------ RECORDS

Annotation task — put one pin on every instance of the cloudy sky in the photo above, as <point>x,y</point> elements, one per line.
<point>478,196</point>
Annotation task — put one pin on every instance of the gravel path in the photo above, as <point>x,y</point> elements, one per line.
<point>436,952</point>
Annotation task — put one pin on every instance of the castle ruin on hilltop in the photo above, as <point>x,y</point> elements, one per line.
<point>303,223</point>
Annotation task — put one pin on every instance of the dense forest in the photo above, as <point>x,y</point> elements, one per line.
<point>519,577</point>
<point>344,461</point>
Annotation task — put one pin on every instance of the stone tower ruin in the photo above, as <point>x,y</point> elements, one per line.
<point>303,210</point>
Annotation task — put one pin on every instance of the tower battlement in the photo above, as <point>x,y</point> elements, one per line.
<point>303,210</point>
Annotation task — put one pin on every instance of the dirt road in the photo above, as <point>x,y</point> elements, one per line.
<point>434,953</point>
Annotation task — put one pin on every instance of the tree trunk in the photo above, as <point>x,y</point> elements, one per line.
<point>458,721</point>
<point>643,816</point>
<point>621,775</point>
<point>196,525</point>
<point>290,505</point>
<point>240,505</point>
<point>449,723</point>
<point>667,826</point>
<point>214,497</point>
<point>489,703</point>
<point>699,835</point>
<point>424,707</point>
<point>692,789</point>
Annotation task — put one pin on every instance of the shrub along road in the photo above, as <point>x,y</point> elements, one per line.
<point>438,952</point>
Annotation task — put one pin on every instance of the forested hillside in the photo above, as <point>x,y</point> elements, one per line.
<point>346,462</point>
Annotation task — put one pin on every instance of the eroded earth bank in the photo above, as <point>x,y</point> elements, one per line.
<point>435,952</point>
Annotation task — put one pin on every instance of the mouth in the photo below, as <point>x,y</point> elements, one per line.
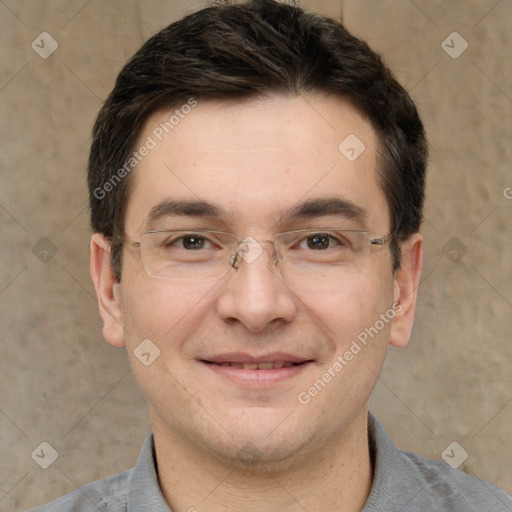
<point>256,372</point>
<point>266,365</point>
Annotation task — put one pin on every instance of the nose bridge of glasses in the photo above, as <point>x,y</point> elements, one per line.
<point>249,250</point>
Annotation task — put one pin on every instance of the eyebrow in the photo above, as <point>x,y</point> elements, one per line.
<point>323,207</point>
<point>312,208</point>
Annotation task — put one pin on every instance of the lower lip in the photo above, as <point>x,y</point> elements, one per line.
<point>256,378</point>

------------
------ RECORDS

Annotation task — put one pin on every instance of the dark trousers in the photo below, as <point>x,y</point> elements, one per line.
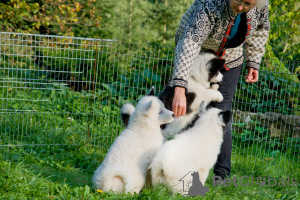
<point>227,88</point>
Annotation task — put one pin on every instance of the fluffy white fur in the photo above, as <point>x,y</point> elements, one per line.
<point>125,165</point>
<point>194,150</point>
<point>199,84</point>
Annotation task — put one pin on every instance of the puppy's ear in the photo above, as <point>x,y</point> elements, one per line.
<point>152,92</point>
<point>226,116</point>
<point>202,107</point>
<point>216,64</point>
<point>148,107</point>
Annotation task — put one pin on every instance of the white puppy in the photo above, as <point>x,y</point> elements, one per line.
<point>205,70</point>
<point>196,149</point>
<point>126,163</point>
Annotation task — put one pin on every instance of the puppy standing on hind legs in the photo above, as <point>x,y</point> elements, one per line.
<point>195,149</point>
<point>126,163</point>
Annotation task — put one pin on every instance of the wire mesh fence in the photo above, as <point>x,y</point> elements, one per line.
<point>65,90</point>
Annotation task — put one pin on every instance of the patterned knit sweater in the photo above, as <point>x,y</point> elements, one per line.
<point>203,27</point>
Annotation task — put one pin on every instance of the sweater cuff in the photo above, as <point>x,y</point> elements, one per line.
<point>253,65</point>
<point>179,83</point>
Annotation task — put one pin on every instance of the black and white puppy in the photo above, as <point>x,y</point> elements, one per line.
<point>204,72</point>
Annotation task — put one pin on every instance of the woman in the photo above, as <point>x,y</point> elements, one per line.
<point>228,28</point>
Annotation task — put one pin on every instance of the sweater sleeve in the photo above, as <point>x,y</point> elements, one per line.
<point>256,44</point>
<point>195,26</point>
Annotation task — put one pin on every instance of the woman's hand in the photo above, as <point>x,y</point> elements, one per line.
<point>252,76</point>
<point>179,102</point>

------------

## EXERCISE DIRECTIONS
Put the lines into a numbered list, leaving out any blank lines. Begin at the line that contains "of the black" and stop after the line that contains "<point>179,102</point>".

## RESPONSE BELOW
1. Annotation task — put one pin on every instance of the black and white puppy in the photo above, as <point>x,y</point> elements, one per line.
2. <point>204,72</point>
3. Annotation task — put one pin on every instance of the woman in the photo above, as <point>x,y</point> elements, one per line.
4. <point>228,28</point>
5. Annotation task — put one pin on every instance of the sweater sleeve in the photo above, as <point>x,y</point> elements, one per line.
6. <point>256,44</point>
7. <point>195,26</point>
8. Annotation task — put one pin on every instance of the woman's hand in the photo above, as <point>x,y</point> elements, one per line.
9. <point>252,76</point>
10. <point>179,102</point>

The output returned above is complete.